## Goal
An exact copy of every record is needed.

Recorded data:
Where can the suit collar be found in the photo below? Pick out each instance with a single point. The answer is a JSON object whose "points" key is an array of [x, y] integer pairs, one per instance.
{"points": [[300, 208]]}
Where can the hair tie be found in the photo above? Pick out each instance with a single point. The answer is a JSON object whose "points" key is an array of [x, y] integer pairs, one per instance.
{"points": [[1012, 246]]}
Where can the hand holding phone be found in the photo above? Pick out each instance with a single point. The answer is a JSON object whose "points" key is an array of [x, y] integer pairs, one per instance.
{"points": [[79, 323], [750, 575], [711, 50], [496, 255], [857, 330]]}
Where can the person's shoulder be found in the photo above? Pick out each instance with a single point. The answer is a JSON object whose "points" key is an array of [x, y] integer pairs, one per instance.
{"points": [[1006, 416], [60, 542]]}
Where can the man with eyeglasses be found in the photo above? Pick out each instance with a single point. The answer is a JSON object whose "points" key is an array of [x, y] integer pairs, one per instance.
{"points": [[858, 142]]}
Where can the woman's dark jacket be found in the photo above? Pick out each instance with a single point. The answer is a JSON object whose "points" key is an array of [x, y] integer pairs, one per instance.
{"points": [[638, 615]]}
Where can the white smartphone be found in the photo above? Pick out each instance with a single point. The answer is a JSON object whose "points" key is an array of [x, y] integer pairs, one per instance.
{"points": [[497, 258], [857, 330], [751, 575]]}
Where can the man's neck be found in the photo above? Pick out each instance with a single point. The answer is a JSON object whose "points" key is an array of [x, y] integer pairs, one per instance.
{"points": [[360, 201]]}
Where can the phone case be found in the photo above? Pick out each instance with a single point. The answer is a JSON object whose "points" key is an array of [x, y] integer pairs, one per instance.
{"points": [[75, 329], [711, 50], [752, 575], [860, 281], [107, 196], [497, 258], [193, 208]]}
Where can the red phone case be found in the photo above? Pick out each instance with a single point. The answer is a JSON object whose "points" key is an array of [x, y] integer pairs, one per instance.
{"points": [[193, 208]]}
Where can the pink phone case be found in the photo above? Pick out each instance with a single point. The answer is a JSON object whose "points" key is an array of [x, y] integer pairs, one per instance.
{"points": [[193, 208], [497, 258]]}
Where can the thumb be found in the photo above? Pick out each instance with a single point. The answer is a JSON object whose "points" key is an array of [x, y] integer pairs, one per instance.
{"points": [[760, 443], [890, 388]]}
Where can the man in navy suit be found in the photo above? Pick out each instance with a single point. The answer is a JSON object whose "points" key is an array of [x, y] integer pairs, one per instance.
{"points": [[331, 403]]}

## Response below
Where can the suit collar be found in the photo below? Pick out each instance with a single point. The answer is a JSON object whose "points" key is an array of [x, y] integer pairs, one per instance.
{"points": [[300, 208]]}
Where can the hair tie be found in the photo above? Pick out each instance with a single point. The answer is a JSON object whose "points" key is an array of [x, y] integer pairs, one per instance.
{"points": [[1012, 246]]}
Where can the hand holding phone be found in the photo above? Pick out each instance with a single point. The answer is a JSON object whose "points" key is an array of [x, y] integer pairs, one per instance.
{"points": [[79, 323], [750, 575], [711, 50], [496, 255], [857, 330]]}
Where can the person's shoulder be found in the photo above? Pick out each instance with a single point. The answer is a JSON object whose "points" key is an array of [x, y] integer pairs, one per instance.
{"points": [[1006, 416], [60, 542]]}
Where can the man with eyeglasses be found in the photo above? Pick out each instance with a single point. The answer is a JSON object whose "points" key is an array of [x, y] integer pairs, one per instance.
{"points": [[858, 142]]}
Where can the woman's dark jacket be found in the photo above? Pick out each instance with a single point. The answer is a JSON object whose "points" key is an array of [x, y] integer pairs, one per instance.
{"points": [[638, 615]]}
Where can the white smartphone be found in the photo above? Pick out each instance with a single point. The answer is a JSON object whose "points" key is an array of [x, y] integer pairs, one per instance.
{"points": [[497, 258], [857, 330], [751, 575]]}
Where can the man's neck be found in the photo above? Pick out each instance with a single point. The answer is a JSON object whose "points" key is an array of [x, y] integer pairs, one per instance.
{"points": [[360, 201]]}
Where can the phone case be found in the photo above? Pick out each instance with a single point. The answer is a JSON object whose "points" key is an array of [x, y] integer pairs, one per instance.
{"points": [[75, 329], [711, 50], [752, 575], [860, 281], [107, 196], [497, 258], [193, 208]]}
Where can the red phone case be found in the photo above? Pick out each instance with a single point. The answer is a JSON object whose "points" key is an array of [x, y] integer pairs, one per instance.
{"points": [[193, 208]]}
Where can the pink phone case be found in the photo above? Pick out each instance with a single point. The answer is a JSON object whose "points" key is an array of [x, y] integer pairs, one per instance.
{"points": [[193, 208], [497, 258]]}
Where can the thumb be found in the photo above? Pick out each instance with a single point. The answer is a JSON object whose "points" key is an array of [x, y] integer pairs, one per instance.
{"points": [[760, 443], [890, 388]]}
Where can the man in navy suit be found in the photo above? Pick out each instance with a single point. The answer is a JSON object whose "points" key is an array of [x, y] integer pairs, one per instance.
{"points": [[331, 403]]}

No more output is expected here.